Page excerpt ->
☆ ☆ ☆ ☆ ☆

The Treasury isn’t listening on Air Passenger Duty and is not likely to, reports Ian Taylor

The “one-off adjustment” in Air Passenger Duty (APD) on “non-economy” flights beyond Europe, announced in Chancellor Jeremy Hunt’s Budget on March 6, was a blow to the long-haul premium sector.

It means an 11% rise in APD on premium economy and business class seats to destinations more than 2,000 miles from London, adding £22 to the duty on fares from April 2025. But the Chancellor’s resort to APD to raise revenue was anything but new.

APD will have been levied for 30 years come November and the Treasury’s line in that time has not changed. Successive governments have viewed APD as revenue raising and flying as relatively lightly taxed – and the fact that the airlines act as the tax collectors is a bonus.

The duty was introduced by Conservative Chancellor Kenneth Clarke from November 1994 at £5 on flights in Europe and £10 beyond, with Clarke noting: “I need to raise revenue . . . in way which does least damage to the economy.”

He argued APD was justified because: “Air travel is under-taxed. It benefits not only from a zero rate of VAT, [but also] is entirely free of tax.”

Rates doubled from November 1997 but were changed in 2001 with a ‘reduced rate’ for economy and a higher ‘standard rate’ on premium or business classes, meaning a return to a £5 economy rate and £10 premium rate on European flights and £20 or £40 for flights beyond.

Responding to industry pressure to further reduce or remove APD, the government asserted in 2003 that the “principal purpose” of APD was “to raise revenue from aviation” and in 2005 it suggested analysis of price elasticity and demand indicated air travel “has proven relatively unresponsive to changes in price”.

☆ ☆ ☆ ☆ ☆

Entries supplied ->
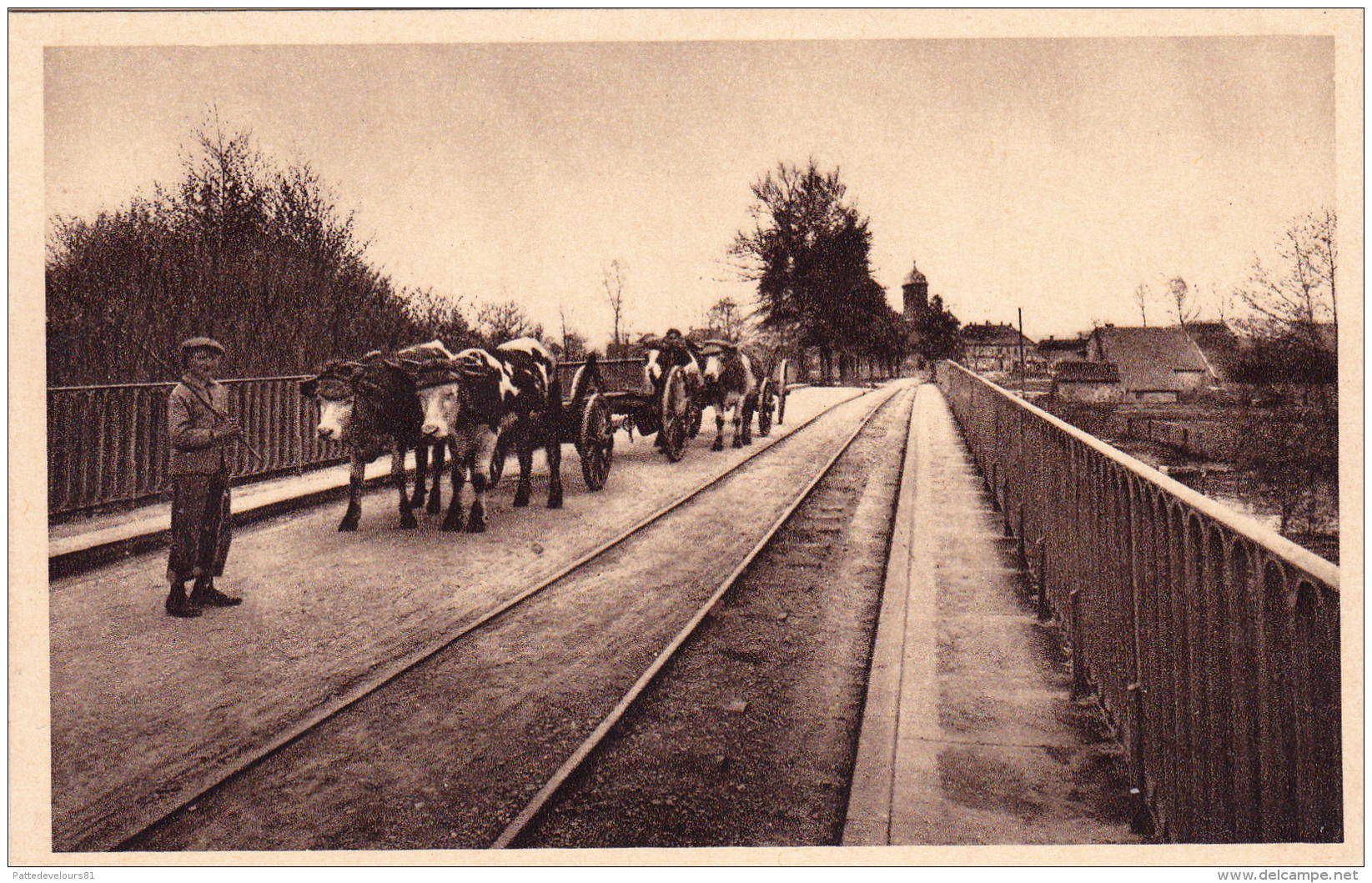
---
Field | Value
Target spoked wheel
[657,364,690,464]
[757,377,774,439]
[776,359,791,426]
[576,392,615,491]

☆ ☆ ☆ ☆ ☆

Problems to work on ->
**1)** List every year that the Air Passenger Duty article mentions, in the order each first appears.
**2)** In the Air Passenger Duty article, turn the paragraph beginning "Rates doubled from November 1997" into a short bulleted list that keeps its main facts.
**3)** Carry the Air Passenger Duty article forward from its final paragraph with a few more paragraphs.

Answers provided ->
**1)** 2025, 1994, 1997, 2001, 2003, 2005

**2)**
- Rates doubled from November 1997.
- In 2001 the structure changed to a "reduced rate" for economy and a higher "standard rate" for premium or business classes.
- European flights returned to £5 for economy and £10 for premium.
- Flights beyond Europe were charged £20 or £40.

**3)**
The failure to increase APD rates more in these years drew criticism from the Treasury Select Committee of MPs which noted: “We consider it entirely inappropriate that between 2000 and 2004, receipts from APD should have fallen 8% while passenger numbers have risen 35%.”

APD remained frozen until December 2006 when Labour Chancellor Gordon Brown announced a sudden doubling of rates (from February 2007) to address a shortfall in government finances. Brown noted aviation fuel remained untaxed and argued the sudden rise in rates “still means air travel is taxed less than cars by a very substantial amount”.

The industry responded furiously and Abta subsequently launched an industry-wide Fair Tax on Flying campaign. But at the time, senior aviation analyst Chris Tarry suggested the increase “will have no impact on short-haul travel and people will not notice the increase for long haul”.

The Environmental Audit Committee of MPs even criticised the Treasury decision, suggesting the increase did “not go nearly far enough”.

It noted: “Over 75% of tickets sold each year are for short-haul economy class flights on which APD was previously halved from April 2001, thus the doubling is only a restoration of the tax rates of five years ago, and in real terms represents a cut.”

The Coalition government which came to office in 2010 undertook a review of APD but retained the existing structure and extended the tax to previously excluded business jets despite vigorous campaigning by the travel industry and airlines for the duty to be scrapped.

Treasury minister David Gauke set out the government view one more in 2013, saying: “APD is a relatively efficient and non-regressive tax. Abolishing it would have a small impact on GDP and cause a net loss of tax receipts.”

Subsequent changes in response to industry campaigning saw APD band rates changed from 2015 – removing an anomaly which placed the Caribbean in a higher band than the US West Coast – and APD on passengers under 16 scrapped from 2016.

Treasury minister Mel Stride reiterated the government view in March 2017, telling MPs: “The purpose of APD is clearly to raise revenue.”

A further revision from April last year halved the rate on domestic services – to remove the ‘double charge’ on return flights – and created two ‘long-haul’ rates for flights up to 5,500 miles (band B) and beyond (band C).

Justifying the changes and retention of the duty, then exchequer secretary Kemi Badenoch (now secretary of state for business) noted short-haul rates “remain frozen in nominal terms for the tenth year in a row [benefiting] more than 75% of all airline passengers”.

She reminded MPs: “Aviation fuel incurs no duty and tickets are VAT-free. APD ensures the aviation sector makes a fair contribution to the public finances.”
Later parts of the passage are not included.